## Task
Gather every line in the entries below that contains the word "building" and copy each one as it appears.
━━━━━ Exercise material ━━━━━
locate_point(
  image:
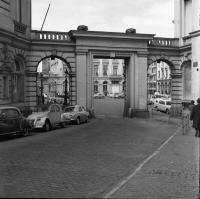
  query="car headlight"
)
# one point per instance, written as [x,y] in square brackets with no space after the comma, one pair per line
[40,118]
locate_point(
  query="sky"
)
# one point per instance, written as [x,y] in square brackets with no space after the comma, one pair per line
[146,16]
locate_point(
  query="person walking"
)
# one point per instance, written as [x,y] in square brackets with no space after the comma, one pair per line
[195,117]
[190,107]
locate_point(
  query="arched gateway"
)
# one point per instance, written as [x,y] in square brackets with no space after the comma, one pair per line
[21,50]
[78,48]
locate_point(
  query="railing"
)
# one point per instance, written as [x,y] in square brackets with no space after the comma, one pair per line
[165,42]
[19,27]
[49,35]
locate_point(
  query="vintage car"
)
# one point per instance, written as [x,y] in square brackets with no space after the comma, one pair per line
[99,95]
[12,121]
[47,117]
[164,106]
[76,114]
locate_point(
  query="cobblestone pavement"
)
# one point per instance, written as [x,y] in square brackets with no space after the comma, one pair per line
[172,174]
[87,161]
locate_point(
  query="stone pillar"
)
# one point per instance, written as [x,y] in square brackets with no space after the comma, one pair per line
[195,35]
[81,78]
[137,86]
[176,92]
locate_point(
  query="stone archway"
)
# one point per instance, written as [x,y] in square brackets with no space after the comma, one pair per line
[33,61]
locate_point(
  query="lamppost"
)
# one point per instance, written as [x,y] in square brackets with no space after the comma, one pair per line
[65,97]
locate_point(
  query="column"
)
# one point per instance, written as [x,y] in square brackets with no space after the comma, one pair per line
[81,78]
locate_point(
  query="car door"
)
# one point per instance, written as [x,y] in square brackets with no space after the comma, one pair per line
[57,113]
[51,114]
[14,119]
[4,125]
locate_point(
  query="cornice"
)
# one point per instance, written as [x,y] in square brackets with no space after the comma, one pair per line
[114,35]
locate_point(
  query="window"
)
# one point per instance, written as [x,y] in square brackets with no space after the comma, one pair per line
[105,70]
[115,70]
[96,67]
[96,86]
[5,86]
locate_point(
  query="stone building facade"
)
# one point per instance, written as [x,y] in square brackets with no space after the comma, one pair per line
[22,49]
[108,76]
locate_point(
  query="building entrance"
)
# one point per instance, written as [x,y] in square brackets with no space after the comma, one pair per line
[108,87]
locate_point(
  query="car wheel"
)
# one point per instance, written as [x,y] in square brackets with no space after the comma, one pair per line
[86,120]
[47,126]
[63,124]
[25,132]
[77,120]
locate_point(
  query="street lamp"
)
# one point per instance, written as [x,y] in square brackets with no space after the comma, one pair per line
[65,97]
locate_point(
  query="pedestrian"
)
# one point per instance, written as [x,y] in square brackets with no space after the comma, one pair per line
[190,107]
[195,117]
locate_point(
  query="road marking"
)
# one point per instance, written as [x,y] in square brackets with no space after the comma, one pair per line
[123,182]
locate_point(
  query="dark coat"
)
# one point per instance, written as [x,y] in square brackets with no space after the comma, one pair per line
[195,116]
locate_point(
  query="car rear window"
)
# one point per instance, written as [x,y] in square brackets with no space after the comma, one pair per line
[169,103]
[11,113]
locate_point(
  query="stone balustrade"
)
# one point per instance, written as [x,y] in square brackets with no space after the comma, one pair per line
[165,42]
[186,40]
[49,35]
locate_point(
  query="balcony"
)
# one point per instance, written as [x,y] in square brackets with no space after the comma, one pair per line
━━━━━
## Response to the exercise
  query="stone building facade"
  query="building entrance"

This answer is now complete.